* Given records
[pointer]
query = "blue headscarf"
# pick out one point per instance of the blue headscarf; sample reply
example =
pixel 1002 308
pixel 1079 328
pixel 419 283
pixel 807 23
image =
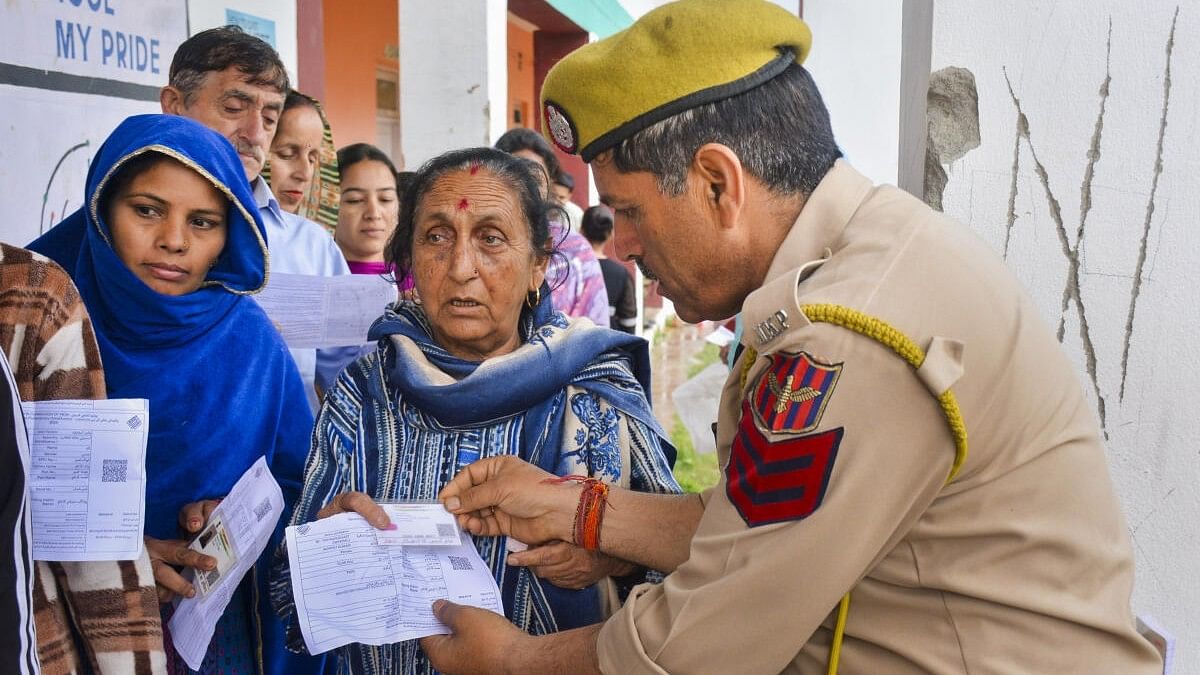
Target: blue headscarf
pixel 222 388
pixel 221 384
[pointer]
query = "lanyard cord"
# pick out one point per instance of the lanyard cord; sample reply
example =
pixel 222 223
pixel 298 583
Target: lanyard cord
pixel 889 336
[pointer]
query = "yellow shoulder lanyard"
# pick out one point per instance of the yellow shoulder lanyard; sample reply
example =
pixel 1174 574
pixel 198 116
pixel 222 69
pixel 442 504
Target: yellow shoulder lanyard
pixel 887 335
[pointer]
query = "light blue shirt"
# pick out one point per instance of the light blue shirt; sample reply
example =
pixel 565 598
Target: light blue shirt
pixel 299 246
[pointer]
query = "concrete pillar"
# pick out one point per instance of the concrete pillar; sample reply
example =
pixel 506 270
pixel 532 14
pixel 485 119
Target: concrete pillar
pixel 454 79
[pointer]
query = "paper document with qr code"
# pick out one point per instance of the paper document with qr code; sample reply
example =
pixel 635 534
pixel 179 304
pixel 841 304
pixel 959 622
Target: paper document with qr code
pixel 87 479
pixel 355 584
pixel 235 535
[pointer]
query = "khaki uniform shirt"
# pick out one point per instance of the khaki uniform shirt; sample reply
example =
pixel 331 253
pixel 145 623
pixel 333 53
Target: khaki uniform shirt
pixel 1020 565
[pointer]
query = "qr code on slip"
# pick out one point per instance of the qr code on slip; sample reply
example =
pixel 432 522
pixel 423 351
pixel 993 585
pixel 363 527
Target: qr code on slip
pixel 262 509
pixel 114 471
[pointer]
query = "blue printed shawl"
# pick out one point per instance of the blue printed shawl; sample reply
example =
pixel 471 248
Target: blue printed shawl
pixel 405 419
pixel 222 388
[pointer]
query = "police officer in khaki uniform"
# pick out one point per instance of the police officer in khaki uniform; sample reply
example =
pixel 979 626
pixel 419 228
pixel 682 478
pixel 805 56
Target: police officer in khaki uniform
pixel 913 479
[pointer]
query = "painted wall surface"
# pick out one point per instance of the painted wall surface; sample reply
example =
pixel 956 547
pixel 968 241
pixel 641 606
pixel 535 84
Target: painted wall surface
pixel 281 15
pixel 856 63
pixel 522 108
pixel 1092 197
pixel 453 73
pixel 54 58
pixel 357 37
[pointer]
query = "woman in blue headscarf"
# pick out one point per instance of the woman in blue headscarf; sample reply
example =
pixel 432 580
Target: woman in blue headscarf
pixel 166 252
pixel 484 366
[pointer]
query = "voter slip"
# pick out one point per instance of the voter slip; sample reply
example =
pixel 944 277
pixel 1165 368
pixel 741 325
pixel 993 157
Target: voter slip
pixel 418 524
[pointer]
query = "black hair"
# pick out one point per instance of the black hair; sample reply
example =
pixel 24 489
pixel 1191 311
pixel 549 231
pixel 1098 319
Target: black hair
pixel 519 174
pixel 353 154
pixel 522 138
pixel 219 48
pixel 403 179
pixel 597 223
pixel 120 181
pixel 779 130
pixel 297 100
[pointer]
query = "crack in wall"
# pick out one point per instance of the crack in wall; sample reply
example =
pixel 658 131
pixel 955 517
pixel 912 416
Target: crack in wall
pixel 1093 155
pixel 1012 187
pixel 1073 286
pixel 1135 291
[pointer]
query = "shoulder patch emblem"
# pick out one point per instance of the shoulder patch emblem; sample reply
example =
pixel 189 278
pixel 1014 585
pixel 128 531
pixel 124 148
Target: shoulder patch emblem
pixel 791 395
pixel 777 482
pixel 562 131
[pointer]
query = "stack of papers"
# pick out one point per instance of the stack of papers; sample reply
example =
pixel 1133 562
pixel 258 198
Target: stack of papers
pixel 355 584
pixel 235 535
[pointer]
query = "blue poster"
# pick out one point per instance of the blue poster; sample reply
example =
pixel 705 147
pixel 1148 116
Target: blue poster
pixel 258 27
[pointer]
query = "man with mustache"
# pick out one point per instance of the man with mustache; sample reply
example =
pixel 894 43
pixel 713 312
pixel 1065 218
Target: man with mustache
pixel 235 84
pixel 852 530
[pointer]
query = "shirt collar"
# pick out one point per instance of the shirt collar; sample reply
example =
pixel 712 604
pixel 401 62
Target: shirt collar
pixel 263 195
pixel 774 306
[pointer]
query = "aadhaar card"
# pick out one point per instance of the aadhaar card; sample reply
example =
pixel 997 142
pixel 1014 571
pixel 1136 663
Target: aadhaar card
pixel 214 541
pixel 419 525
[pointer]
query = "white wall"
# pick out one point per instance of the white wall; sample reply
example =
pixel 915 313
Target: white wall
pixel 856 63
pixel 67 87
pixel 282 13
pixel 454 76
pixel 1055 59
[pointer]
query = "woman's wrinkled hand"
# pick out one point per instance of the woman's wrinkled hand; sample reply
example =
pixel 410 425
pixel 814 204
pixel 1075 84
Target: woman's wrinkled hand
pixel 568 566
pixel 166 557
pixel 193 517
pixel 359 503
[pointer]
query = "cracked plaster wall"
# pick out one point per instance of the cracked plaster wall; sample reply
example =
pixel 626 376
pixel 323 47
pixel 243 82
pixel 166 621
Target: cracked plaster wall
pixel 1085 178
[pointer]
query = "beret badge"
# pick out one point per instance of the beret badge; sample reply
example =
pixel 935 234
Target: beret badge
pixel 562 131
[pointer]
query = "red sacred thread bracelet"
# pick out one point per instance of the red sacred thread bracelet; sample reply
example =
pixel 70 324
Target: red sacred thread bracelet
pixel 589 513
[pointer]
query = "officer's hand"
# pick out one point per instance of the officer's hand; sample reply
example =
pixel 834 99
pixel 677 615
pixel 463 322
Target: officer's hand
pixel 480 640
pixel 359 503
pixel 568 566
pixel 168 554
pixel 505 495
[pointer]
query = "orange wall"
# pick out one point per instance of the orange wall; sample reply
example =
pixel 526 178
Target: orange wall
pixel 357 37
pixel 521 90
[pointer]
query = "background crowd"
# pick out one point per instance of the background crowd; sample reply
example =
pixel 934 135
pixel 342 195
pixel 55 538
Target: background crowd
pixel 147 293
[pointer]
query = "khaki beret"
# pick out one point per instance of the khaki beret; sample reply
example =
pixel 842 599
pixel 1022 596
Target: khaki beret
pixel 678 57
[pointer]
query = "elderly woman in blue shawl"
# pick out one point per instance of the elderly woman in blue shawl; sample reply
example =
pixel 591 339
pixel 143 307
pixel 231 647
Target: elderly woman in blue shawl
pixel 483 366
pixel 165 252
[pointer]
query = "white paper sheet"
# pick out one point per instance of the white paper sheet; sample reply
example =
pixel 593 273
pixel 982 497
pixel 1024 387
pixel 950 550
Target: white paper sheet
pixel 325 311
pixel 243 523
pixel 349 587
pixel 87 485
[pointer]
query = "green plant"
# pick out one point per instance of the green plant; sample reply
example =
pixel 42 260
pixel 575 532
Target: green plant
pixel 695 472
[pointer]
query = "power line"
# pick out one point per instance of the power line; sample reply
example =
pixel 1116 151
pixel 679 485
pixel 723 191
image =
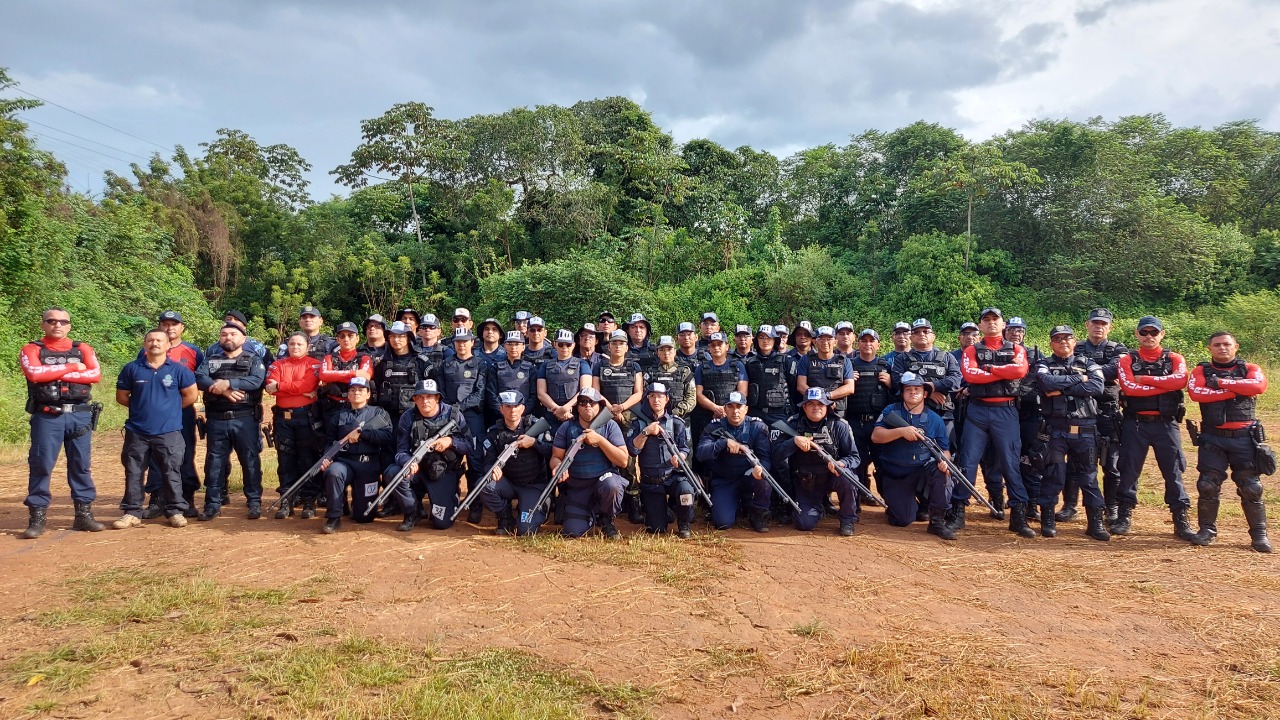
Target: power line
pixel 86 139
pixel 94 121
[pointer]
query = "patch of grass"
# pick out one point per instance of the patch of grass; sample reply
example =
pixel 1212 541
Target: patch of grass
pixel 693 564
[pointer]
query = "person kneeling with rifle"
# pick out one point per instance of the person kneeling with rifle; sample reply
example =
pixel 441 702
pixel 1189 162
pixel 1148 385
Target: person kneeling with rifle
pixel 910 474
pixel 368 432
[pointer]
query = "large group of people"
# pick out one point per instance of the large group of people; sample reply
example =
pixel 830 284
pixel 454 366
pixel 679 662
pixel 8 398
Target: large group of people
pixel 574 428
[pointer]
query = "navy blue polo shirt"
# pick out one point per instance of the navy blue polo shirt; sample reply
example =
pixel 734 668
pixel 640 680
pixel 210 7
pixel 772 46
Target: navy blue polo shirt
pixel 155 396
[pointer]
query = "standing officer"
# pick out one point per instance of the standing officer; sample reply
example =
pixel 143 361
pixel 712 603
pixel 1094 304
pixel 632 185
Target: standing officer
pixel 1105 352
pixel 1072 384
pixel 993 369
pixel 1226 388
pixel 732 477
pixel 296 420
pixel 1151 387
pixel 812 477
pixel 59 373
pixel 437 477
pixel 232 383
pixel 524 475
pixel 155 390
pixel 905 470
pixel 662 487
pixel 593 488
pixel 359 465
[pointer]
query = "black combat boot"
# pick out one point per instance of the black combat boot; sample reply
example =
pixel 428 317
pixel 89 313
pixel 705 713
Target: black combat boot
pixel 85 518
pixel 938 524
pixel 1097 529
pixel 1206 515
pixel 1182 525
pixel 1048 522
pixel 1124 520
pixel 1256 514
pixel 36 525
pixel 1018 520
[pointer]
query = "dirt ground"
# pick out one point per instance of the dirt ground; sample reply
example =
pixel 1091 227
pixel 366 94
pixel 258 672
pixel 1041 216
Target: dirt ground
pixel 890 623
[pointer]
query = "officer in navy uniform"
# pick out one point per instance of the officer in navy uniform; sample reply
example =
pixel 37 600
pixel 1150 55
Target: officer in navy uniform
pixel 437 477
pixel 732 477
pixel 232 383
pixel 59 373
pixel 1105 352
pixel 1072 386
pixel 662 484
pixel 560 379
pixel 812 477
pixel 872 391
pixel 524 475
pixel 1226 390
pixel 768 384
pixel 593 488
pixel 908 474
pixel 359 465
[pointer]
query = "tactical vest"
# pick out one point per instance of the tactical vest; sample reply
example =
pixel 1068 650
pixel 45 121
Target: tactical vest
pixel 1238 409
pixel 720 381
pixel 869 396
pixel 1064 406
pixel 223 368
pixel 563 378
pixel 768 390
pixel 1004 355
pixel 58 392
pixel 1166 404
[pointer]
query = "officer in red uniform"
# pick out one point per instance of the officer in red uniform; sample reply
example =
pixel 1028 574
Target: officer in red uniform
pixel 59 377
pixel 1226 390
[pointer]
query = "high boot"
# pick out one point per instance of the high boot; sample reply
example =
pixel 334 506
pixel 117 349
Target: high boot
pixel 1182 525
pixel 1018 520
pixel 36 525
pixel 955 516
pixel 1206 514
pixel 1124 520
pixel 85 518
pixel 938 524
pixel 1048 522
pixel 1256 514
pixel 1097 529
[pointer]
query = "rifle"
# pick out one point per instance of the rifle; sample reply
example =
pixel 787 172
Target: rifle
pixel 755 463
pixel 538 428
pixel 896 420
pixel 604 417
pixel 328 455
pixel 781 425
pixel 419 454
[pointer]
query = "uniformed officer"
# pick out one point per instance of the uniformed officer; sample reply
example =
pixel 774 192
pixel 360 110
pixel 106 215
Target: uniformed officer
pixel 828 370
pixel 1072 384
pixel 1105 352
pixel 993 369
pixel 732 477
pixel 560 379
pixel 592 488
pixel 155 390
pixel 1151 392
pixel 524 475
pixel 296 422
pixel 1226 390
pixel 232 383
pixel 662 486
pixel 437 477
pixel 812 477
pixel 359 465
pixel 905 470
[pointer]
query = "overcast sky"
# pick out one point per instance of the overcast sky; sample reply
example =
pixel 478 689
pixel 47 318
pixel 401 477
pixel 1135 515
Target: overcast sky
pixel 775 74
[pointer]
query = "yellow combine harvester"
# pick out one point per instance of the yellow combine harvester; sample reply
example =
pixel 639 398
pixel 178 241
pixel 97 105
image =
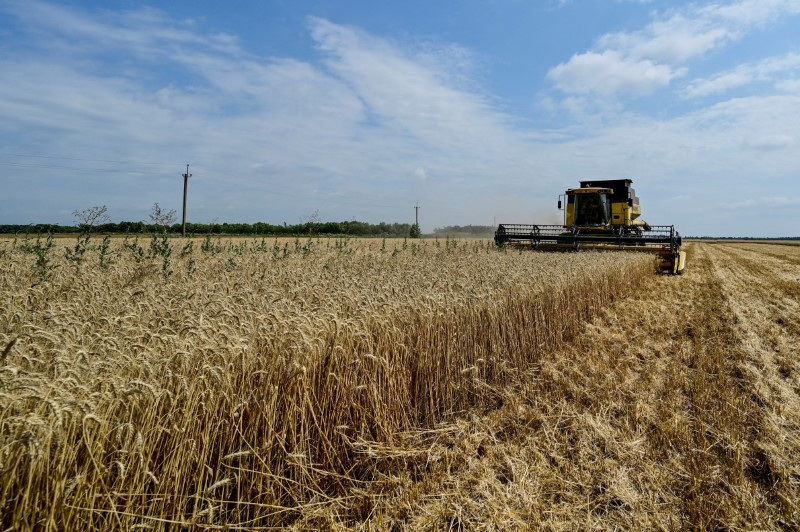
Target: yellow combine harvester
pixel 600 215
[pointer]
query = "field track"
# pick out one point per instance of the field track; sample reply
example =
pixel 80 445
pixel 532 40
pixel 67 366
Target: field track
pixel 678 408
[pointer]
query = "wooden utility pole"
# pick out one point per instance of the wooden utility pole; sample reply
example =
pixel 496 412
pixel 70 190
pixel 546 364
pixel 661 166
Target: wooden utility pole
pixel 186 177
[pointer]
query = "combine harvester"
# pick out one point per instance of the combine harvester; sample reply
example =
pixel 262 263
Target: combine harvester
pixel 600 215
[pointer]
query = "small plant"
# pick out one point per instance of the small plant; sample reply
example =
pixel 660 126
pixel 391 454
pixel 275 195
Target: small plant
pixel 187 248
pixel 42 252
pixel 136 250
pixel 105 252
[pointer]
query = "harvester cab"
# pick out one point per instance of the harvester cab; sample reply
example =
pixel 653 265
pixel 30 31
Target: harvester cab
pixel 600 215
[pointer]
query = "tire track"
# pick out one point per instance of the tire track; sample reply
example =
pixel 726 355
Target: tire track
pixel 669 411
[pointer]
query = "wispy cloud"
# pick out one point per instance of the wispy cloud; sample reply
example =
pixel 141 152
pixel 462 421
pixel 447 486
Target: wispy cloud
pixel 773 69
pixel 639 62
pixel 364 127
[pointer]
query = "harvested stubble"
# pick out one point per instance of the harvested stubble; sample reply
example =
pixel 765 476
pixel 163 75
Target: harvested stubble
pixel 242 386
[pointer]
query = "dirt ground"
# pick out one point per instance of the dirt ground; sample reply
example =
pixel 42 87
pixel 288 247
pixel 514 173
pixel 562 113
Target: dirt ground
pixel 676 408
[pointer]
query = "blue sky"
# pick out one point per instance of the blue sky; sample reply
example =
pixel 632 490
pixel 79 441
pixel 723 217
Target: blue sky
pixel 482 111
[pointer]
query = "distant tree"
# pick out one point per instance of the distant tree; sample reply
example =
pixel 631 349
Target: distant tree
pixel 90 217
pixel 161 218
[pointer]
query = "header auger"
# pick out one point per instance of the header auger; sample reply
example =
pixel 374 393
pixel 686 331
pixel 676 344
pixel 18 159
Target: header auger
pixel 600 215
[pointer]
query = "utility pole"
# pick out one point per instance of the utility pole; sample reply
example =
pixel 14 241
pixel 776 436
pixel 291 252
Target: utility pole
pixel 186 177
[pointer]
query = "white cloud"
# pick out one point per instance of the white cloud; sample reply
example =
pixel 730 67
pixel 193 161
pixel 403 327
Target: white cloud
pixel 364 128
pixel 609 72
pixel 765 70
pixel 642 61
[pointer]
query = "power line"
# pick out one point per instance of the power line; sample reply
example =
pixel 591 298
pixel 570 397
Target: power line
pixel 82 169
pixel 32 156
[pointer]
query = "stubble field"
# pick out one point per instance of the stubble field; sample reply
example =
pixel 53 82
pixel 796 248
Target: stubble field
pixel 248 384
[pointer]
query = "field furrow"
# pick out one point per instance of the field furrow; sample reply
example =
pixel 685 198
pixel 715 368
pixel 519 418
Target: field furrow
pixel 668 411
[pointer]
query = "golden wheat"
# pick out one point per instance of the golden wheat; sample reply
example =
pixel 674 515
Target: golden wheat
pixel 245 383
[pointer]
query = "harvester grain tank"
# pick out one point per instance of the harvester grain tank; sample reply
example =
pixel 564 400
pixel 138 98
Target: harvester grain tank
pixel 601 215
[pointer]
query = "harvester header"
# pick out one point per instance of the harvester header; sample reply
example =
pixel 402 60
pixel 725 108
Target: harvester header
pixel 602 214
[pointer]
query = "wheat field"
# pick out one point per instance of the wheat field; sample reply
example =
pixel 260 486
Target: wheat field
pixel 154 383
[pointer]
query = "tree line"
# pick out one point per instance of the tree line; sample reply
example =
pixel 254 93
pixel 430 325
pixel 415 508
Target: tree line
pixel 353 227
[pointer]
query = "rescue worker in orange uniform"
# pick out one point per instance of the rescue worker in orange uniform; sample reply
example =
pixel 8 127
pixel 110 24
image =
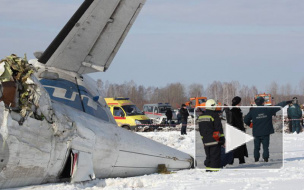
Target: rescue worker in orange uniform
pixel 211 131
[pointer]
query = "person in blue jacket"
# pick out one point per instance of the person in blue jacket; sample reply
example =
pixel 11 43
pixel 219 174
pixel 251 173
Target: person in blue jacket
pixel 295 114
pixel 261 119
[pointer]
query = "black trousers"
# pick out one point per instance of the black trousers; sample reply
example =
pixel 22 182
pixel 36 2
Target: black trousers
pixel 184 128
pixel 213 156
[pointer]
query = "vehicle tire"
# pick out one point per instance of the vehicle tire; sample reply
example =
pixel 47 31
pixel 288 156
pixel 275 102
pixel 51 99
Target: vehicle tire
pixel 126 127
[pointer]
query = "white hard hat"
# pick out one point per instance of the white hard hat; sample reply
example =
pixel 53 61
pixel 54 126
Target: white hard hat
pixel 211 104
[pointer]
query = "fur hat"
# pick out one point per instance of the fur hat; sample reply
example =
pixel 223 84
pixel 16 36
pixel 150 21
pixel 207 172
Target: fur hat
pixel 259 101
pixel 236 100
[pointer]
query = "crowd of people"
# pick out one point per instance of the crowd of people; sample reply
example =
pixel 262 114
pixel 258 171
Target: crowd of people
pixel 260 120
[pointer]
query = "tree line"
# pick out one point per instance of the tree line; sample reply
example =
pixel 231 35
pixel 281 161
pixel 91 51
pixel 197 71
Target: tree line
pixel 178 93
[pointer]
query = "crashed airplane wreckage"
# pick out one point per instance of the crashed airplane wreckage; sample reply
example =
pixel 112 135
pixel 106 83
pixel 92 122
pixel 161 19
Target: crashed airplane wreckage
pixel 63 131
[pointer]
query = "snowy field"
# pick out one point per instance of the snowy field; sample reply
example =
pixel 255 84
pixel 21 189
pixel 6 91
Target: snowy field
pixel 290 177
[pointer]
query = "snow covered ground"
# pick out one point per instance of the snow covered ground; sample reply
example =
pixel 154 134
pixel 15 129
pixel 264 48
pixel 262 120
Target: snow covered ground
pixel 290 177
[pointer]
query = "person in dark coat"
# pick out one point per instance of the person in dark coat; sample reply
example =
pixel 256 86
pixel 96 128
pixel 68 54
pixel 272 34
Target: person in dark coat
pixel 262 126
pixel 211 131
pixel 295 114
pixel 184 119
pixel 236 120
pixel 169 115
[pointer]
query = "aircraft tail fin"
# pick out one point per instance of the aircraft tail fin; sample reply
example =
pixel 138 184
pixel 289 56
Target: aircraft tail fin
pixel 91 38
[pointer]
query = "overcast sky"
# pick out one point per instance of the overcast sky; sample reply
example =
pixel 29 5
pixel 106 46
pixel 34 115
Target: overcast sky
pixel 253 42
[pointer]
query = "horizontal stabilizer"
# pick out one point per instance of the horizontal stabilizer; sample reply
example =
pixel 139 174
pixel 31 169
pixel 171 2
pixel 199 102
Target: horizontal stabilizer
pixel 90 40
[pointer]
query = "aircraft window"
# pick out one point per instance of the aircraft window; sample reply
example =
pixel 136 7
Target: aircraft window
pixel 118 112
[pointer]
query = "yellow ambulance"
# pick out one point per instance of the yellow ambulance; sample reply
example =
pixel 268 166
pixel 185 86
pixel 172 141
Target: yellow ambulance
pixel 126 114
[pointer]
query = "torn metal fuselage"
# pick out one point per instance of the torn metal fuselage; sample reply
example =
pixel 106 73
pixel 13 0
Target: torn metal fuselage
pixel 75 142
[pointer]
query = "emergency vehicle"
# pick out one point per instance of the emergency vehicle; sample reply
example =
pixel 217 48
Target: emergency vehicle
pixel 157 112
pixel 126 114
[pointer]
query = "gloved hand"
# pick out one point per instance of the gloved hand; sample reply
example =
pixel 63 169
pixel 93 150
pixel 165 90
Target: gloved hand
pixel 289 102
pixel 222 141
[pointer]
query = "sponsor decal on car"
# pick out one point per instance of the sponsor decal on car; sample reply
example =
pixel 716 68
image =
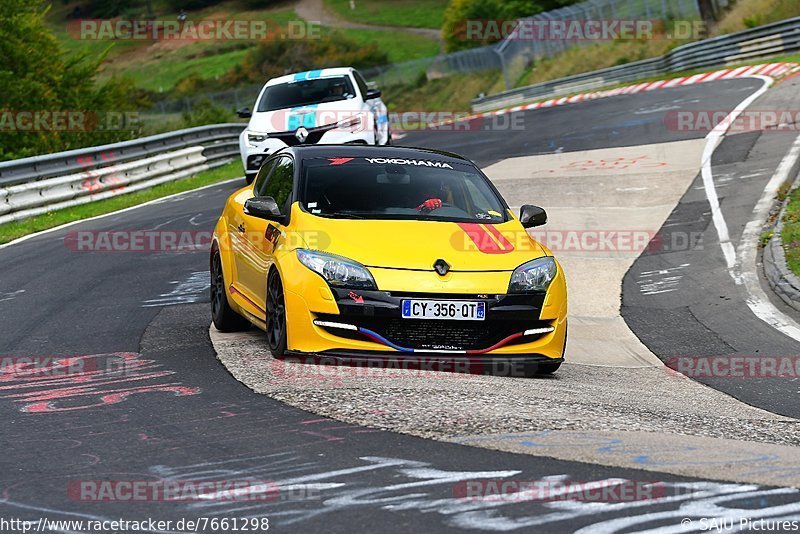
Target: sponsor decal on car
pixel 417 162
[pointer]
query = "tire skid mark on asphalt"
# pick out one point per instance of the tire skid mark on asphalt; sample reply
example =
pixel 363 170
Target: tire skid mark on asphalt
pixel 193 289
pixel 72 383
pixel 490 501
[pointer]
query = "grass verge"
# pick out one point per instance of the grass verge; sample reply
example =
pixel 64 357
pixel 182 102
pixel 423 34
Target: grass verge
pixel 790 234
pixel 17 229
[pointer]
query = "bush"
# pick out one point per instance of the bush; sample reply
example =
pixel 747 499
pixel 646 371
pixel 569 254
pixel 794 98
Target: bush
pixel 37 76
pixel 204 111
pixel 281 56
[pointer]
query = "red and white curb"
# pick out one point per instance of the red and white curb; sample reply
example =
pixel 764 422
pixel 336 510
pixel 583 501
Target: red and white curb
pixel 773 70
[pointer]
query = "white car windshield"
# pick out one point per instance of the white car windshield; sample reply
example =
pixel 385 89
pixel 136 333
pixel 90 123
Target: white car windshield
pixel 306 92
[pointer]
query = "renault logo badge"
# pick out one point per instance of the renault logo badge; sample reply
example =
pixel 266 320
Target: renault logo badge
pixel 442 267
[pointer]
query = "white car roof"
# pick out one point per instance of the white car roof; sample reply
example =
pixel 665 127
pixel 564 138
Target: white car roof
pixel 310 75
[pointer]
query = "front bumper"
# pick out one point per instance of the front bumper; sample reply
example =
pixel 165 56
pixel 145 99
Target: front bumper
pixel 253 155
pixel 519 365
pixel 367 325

* Your instructions
From the data above, copy every line that contains the word "decal". Case counts.

* Finished exercise
query = "sponsor decal on car"
# pick out one point per instance of the sponsor decal on car; sample reply
Target: sponsor decal on car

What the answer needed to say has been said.